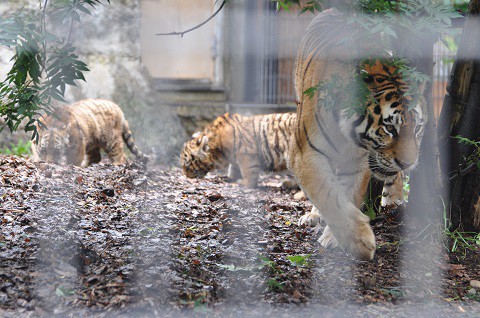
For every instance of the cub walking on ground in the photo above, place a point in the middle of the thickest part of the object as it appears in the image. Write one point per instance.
(79, 131)
(248, 144)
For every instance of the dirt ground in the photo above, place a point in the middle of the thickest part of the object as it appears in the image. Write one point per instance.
(124, 241)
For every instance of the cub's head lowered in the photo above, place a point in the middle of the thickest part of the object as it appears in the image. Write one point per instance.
(196, 159)
(53, 141)
(392, 127)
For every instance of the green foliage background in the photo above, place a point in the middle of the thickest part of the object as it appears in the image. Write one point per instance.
(44, 63)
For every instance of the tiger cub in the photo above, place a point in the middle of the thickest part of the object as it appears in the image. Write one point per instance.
(79, 131)
(249, 144)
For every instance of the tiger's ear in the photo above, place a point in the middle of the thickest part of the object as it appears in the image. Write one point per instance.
(196, 134)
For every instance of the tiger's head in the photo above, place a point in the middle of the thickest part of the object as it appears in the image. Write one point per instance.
(53, 141)
(391, 128)
(195, 158)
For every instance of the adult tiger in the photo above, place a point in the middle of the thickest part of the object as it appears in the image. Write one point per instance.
(77, 133)
(247, 145)
(333, 155)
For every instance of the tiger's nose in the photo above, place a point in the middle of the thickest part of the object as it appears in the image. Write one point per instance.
(404, 164)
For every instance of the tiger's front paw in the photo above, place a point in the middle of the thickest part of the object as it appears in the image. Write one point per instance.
(327, 239)
(311, 218)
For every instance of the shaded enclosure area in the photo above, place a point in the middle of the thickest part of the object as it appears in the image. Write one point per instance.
(127, 241)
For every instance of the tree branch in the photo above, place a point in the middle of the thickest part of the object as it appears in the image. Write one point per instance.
(181, 33)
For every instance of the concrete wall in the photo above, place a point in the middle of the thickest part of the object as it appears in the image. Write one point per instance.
(109, 42)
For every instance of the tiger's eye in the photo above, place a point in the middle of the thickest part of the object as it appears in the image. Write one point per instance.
(391, 129)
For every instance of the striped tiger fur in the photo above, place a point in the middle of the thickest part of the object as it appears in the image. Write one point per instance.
(77, 133)
(333, 155)
(248, 144)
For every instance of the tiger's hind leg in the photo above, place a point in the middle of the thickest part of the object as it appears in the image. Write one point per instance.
(114, 150)
(393, 194)
(337, 204)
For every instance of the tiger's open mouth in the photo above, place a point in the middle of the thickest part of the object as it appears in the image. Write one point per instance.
(194, 174)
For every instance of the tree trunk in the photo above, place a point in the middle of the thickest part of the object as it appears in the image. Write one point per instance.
(425, 180)
(460, 117)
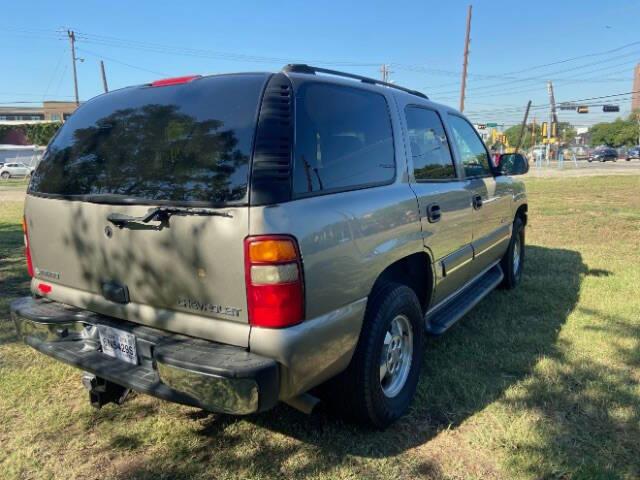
= = = = =
## What the exercise asks
Please identify every line in the entries above that contains the string "tree" and copy each such line in full. Matching is case-sensitive.

## Solution to this task
For every instance of the tree branch in the photo above, place a point in the middle of the thickest part of the object as it appears in the image. Write one point per instance.
For every instance of the tree trunk in the photo above, place a point in the middle of the thickest part of the object as it appears in the image. Write one point per instance.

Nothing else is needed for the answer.